* Exercise aim *
When a line in the listing below contains the word "jeans", return a copy of that line.

Data extracts START

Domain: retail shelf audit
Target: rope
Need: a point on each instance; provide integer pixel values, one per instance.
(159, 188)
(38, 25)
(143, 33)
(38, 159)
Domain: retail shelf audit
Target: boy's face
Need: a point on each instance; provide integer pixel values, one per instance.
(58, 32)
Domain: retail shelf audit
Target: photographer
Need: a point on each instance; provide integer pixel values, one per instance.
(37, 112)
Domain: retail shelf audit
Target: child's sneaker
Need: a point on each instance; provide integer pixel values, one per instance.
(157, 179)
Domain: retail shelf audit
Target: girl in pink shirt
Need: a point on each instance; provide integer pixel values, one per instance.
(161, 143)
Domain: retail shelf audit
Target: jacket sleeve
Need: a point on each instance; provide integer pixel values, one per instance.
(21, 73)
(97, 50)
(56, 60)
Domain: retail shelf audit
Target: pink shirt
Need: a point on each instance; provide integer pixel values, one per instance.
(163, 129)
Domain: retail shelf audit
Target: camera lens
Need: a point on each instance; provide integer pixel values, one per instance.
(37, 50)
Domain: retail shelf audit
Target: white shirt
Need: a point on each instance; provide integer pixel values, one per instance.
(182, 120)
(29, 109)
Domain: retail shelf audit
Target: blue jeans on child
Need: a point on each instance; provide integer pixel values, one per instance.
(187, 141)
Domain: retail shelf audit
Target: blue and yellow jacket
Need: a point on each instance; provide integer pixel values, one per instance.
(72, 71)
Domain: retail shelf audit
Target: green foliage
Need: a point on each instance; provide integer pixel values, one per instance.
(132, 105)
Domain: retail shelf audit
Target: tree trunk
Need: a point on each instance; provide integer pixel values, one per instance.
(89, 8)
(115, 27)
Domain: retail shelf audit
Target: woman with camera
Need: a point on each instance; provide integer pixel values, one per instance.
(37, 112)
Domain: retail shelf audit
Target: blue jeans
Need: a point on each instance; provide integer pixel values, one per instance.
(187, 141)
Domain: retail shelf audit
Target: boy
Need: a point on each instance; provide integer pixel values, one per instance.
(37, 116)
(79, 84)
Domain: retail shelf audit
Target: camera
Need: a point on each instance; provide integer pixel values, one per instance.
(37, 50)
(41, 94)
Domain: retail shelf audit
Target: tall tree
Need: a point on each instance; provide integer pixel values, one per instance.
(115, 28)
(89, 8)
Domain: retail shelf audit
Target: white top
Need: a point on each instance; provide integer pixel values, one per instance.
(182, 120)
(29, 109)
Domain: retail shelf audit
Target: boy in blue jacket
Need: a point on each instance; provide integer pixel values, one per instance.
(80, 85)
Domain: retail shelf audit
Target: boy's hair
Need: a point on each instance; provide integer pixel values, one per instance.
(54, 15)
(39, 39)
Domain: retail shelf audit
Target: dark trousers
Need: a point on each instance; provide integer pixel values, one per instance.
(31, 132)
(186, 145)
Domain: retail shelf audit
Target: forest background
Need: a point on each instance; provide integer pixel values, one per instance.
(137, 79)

Data extracts END
Data extracts START

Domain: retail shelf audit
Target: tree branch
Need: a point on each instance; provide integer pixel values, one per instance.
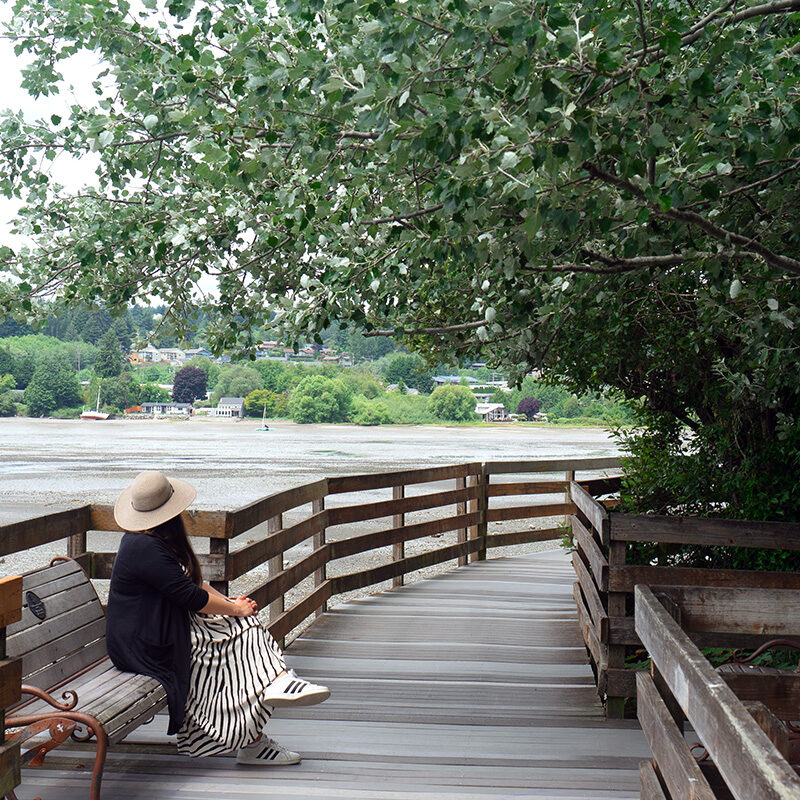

Data extracts END
Data extracts START

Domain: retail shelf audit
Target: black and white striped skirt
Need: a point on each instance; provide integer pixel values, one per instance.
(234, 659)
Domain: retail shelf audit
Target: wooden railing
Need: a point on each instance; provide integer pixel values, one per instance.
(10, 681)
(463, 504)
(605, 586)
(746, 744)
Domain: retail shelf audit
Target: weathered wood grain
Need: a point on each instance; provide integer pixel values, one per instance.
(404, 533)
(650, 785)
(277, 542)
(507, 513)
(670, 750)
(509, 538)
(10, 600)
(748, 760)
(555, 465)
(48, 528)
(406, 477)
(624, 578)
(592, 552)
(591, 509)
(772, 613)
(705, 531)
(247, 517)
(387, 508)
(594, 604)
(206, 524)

Data extracts END

* Solution to this exercise *
Target: blue jeans on child
Target: blue jeans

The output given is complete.